Performance comparison between kvec and C

I had a go at testing some raw allocation performance on an i5-7300 against kvec library https://github.com/attractivechaos/klib

Got some interesting results

C array, preallocated: 0.400 sec
C array, dynamic: 1.073 sec
C vector, dynamic (kv_push): 1.077 sec
C vector, dynamic (kv_a): 0.505 sec
C++ vector, preallocated: 0.402 sec
C++ vector, dynamic: 2.070 sec

Rust jemalloc
dynamic : 1.23s
pre-allocated: 0.631s

Rust system allocator
dynamic : 1.27s
pre-allocated: 0.585

Some initial conclusions
Preallocation is the way to go, no matter what the language; but even with dynamic arrays, Rust comfortably outperforms C++ and gets within 15% of C/kvec library.
The system allocator is possibly good for one off allocations where there's not a lot of reallocation going on.

1 Like

This might be a daft question, but did you run the Rust, C and C++ code with any optimisations enabled?

1 Like

Can you post the test code? It's surprising that Rust is slower than klib
here.

Sure. The C/C++ code is the one from the authors blog https://attractivechaos.wordpress.com/2008/09/19/c-array-vs-c-vector built in VS2015 release mode.

The rust version, is a trivial loop, optimised and bench'ed

 #[bench]
fn preallocated(b: &mut Bencher) {
    b.iter(|| {
        for _j in 0..10 {
            let mut v = Vec::with_capacity(20000000);
            for i in 0..20000000 {
                v.push(i);
            }
        }
    });
}

#[bench]
fn dynamic(b: &mut Bencher) {
    b.iter(|| {
        for _j in 0..10 {
            let mut v = Vec::new();
            for i in 0..20000000 {
                v.push(i);
            }
        }
    });
}

I had a quick look on godbolt at the assembly. Rust doesn't unroll the loops,(-O3 -target-cpu=native) whereas MSVC does 4x unroll. Would be curious to know if there's an option to unroll the loop to match?

**Given data**
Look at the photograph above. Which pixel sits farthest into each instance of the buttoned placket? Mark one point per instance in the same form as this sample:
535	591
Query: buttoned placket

**Directives**
**A.** In the benchmark thread comparing kvec, C, C++ and Rust, how long did the dynamic C++ vector take?
**B.** Please write the next reply in the benchmark thread comparing kvec, C, C++ and Rust, following on from its last post.

**Expected responses**
**A.** 2.070 seconds.

**B.**
Unrolling annotations are still missing. In the meantime you can add a compilation switch like:

-C llvm-args='-unroll-threshold=1000'

3 Likes

Oddly this didn;t make a difference to the generated code on 1.24. Maybe someone else has different result on godbolt?

I know this isn't exactly what you're testing, but if you want to see some cool assembly, try this instead:

#[bench]
fn dynamic(b: &mut Bencher) {
    b.iter(|| {
        for _j in 0..10 {
            let mut v = Vec::new();
            v.extend(0..20000000);
        }
    });
}
1 Like

I have to admit that was quite cool. I wonder why in this case it utilises the larger ymm registers, and unrolls, but in the simpler original case it doesn't do either. Is this a possible area of optimisation in the compiler?

It likely uses the vector registers because the loop is unrolled. Like inlining for functions, unrolling is the "gateway" optimization for loops.

extend() has a specialization for a TrustedLen iterator - it ensures the vec has just enough capacity to store the entire iterator, and then has a simple raw ptr based loop that copies elements into it.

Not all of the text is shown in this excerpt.